◆ Task
Pick out each line in the listing below that contains the word "dark" and copy those lines.

[Region outline entries]
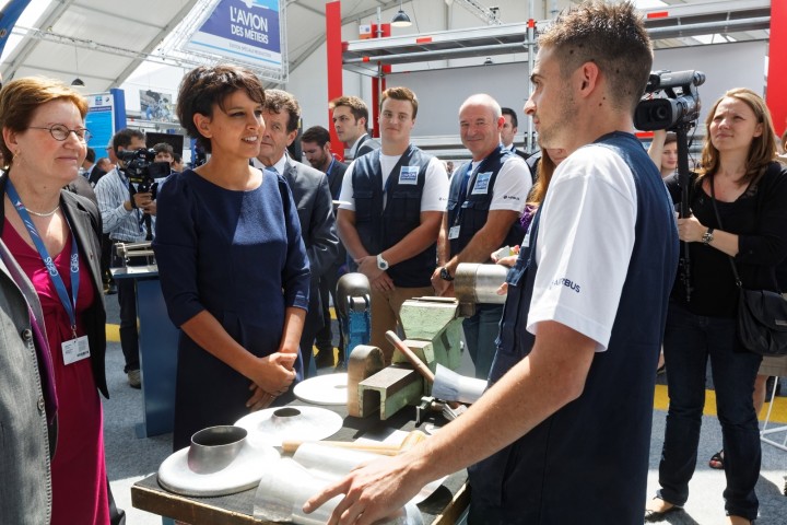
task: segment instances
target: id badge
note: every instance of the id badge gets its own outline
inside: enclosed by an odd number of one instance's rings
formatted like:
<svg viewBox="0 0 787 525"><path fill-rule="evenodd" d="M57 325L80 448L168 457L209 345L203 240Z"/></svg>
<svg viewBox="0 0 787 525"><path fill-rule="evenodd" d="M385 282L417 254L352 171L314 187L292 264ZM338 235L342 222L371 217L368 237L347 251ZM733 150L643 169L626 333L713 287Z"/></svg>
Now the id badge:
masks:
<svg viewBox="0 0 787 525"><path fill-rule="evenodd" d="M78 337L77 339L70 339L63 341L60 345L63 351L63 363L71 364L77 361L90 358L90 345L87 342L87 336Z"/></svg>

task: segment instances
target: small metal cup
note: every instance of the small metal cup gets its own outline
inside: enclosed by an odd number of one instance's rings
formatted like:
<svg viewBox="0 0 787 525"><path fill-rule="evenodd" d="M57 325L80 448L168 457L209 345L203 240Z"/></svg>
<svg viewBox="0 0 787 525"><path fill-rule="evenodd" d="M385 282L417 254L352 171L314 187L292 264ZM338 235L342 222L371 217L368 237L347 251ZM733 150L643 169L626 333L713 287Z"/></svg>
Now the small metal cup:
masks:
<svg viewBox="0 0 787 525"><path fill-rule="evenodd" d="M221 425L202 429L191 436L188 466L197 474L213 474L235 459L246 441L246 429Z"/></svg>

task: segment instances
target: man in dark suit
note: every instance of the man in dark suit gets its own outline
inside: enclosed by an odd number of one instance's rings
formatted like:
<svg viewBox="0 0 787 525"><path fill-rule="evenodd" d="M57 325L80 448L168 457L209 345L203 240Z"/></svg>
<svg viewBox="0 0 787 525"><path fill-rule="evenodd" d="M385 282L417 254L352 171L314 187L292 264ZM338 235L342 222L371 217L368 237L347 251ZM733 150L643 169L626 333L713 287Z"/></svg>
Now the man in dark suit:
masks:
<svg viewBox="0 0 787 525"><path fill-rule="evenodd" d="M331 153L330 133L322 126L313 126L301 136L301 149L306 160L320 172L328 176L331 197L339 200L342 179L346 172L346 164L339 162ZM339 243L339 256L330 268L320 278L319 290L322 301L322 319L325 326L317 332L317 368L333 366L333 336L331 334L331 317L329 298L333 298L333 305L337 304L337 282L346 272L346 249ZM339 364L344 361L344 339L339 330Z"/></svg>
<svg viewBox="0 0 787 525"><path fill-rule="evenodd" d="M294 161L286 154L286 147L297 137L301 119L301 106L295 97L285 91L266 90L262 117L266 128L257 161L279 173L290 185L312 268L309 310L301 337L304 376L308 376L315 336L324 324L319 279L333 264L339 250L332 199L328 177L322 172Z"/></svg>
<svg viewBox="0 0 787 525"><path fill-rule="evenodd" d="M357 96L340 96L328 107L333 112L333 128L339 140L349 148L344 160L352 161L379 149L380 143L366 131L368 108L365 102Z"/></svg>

◆ Result below
target: man in dark suit
note: every instance of the man in dark suit gets its own outline
Now the man in dark suit:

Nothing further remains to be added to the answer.